**GOAL:**
Please retype every one of the lines below without changing a single character.

[Data lines]
******

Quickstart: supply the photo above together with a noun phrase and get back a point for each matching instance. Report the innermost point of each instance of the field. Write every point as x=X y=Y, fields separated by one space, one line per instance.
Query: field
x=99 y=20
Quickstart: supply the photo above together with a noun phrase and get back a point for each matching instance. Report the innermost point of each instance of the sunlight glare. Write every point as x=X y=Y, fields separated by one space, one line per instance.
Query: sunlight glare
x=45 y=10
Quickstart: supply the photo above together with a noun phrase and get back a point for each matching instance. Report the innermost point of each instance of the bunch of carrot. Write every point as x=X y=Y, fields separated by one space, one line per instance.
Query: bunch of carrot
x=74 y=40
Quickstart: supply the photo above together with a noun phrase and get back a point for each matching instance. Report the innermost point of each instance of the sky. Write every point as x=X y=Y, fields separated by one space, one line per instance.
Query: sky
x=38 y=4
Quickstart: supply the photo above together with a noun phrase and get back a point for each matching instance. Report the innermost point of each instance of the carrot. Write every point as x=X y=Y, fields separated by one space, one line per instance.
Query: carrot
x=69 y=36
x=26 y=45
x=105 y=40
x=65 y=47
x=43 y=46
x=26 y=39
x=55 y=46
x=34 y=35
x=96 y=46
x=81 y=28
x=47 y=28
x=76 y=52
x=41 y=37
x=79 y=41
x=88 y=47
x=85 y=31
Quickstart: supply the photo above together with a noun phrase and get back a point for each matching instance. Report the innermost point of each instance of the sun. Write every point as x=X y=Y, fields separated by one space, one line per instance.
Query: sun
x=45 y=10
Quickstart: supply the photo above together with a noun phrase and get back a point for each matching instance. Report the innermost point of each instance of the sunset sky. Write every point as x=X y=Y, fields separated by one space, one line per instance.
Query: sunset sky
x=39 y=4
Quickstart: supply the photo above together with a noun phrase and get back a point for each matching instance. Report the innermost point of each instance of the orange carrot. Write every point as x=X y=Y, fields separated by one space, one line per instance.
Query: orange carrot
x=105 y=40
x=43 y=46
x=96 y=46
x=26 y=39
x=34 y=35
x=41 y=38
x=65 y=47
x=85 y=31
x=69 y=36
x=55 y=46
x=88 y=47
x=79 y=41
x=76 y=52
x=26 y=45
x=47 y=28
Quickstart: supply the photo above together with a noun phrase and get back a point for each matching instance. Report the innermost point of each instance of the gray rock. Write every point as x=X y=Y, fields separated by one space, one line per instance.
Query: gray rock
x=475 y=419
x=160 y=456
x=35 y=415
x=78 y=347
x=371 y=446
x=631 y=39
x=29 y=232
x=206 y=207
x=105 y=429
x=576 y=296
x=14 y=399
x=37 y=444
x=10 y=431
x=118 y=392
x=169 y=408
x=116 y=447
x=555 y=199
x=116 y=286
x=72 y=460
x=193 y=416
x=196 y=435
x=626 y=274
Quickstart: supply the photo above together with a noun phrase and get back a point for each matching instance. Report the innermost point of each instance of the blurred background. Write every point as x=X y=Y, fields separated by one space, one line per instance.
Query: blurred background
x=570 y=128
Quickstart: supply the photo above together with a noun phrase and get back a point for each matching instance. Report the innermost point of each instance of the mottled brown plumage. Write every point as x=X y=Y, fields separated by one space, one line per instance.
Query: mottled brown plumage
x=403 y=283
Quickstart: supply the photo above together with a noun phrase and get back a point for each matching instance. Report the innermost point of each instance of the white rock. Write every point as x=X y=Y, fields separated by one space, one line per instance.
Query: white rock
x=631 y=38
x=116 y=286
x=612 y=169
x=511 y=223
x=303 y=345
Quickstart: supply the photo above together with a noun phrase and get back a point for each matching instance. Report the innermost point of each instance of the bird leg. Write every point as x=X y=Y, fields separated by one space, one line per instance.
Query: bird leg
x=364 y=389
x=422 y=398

******

**EXERCISE ANSWER:**
Quickstart: supply the photo above together with a noun phrase and get back a point for each matching instance. Report the innermost point of each instance of the field. Write every point as x=X y=Y, fields separated by one space, one line per instance.
Query: field
x=99 y=20
Quickstart: supply the photo above together with a noun phrase and get back a point for each matching instance. Report the innermost point of each instance of the sunlight glare. Write every point as x=X y=Y, fields separated by one space, one line per instance.
Query: sunlight glare
x=45 y=10
Quickstart: supply the photo above together with a noun phrase and get back a point for each matching instance. Report the innermost point of each instance of the bunch of carrot. Write every point as x=X y=Y, fields separated by one space, one line per instance.
Query: bunch of carrot
x=74 y=40
Quickstart: supply the photo above together with a noun phrase and get back a point for each matching instance. Report the innermost point of each instance of the sky. Write every point as x=X y=Y, fields separated by one space, one line per instance.
Query: sky
x=38 y=4
Quickstart: supply the photo above together with a noun phrase and get back a point for each matching instance. Report the innermost point of each instance of the carrot. Write every point as x=X y=Y, fields separated by one space, one line per instance.
Query: carrot
x=69 y=36
x=26 y=45
x=105 y=40
x=65 y=47
x=43 y=46
x=26 y=39
x=55 y=46
x=34 y=35
x=96 y=46
x=81 y=28
x=47 y=28
x=76 y=52
x=41 y=37
x=79 y=41
x=88 y=47
x=85 y=31
Quickstart: supply the photo above together with a noun phrase and get back a point for each matching instance. Report the innermost point of each instance of the sun. Write every point as x=X y=Y, fields separated by one space, one line per instance.
Query: sun
x=45 y=10
Quickstart: supply the photo above together with a noun phrase and get back a point for each matching instance. Report the innermost point of each instance of the sunset sky. Write every point as x=X y=Y, fields separated by one space, one line per instance.
Query: sunset sky
x=39 y=4
Quickstart: supply the photo above together with a noun phrase and get back a point for each matching instance. Report the innermost point of each instance of the orange carrot. Write every point as x=X y=Y, fields separated by one space, one line per instance.
Query: orange carrot
x=105 y=40
x=43 y=46
x=96 y=46
x=26 y=39
x=34 y=35
x=41 y=38
x=65 y=47
x=85 y=31
x=69 y=36
x=55 y=46
x=88 y=47
x=79 y=41
x=76 y=52
x=26 y=45
x=47 y=28
Quickstart: supply the photo above together with a noun phrase and get back a point for each matching instance. Report the innermost point of each instance of the gray rock. Write every point as x=X y=Y, fields separated by one space, one line per instance.
Query: gray rock
x=475 y=419
x=160 y=456
x=35 y=415
x=78 y=347
x=371 y=446
x=631 y=39
x=29 y=232
x=206 y=207
x=105 y=429
x=576 y=296
x=14 y=399
x=37 y=444
x=10 y=431
x=118 y=392
x=169 y=408
x=116 y=447
x=555 y=199
x=116 y=286
x=72 y=460
x=193 y=416
x=196 y=435
x=626 y=274
Quickstart: supply the photo above together with a noun phrase and get back a point for each matching instance. Report the innermost point of each instance of the blurred background. Write every point as x=X y=Y, fields separated by one space, one line per instance.
Query: blurred background
x=570 y=128
Quickstart: supply the photo above together with a noun phrase and get back a point for each matching instance. Report the innermost point of each instance of the mottled brown plumage. Write every point as x=X y=Y, fields separated by one space, one line per instance.
Query: mottled brown plumage
x=403 y=283
Quickstart: supply the photo above together with a noun phrase and get back a point for each matching instance. Report the innermost point of each instance of the white rock. Write every point as x=X y=Y, fields separated by one space, one line per instance.
Query: white rock
x=631 y=38
x=116 y=286
x=612 y=169
x=511 y=223
x=303 y=345
Quickstart: supply the photo above together with a noun phrase and get back a point for each matching instance. Report the innermost point of each instance of the bird leg. Write every point as x=X y=Y, fields separated by one space, one line per instance.
Query: bird leg
x=364 y=389
x=422 y=398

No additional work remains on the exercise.